— start Input rows —

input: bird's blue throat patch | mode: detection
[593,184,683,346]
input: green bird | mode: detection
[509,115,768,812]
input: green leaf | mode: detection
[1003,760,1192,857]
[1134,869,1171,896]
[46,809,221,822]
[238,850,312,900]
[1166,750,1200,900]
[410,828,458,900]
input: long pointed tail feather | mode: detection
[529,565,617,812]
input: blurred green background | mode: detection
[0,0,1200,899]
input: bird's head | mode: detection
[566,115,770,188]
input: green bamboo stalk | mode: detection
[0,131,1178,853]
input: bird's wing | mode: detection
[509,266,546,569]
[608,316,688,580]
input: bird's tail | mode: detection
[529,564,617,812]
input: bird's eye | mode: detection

— end Input rows —

## Description of the task
Rewrite every line of the data above, including the input lines, and raise each bounding box coordinate by 103.

## Final answer
input: bird's blue throat patch | mode: detection
[696,287,786,449]
input: green bird | mode: detection
[612,218,871,915]
input: green leaf | mode: detection
[1106,863,1295,960]
[1237,972,1274,999]
[149,912,324,925]
[341,953,415,1003]
[1269,853,1303,1003]
[513,931,561,1003]
input: long pointed tail feather | mode: detection
[632,668,720,915]
input: blurred green background | mode: detection
[103,103,1303,1002]
input: bird's head | mode: detection
[669,218,873,291]
input: green bamboo stalk | mode: detection
[103,234,1281,956]
input: bird's wing | mode: detection
[612,369,649,672]
[711,419,791,683]
input: bird's tail | mode: detection
[632,667,720,915]
input: bird's eye | mode: detection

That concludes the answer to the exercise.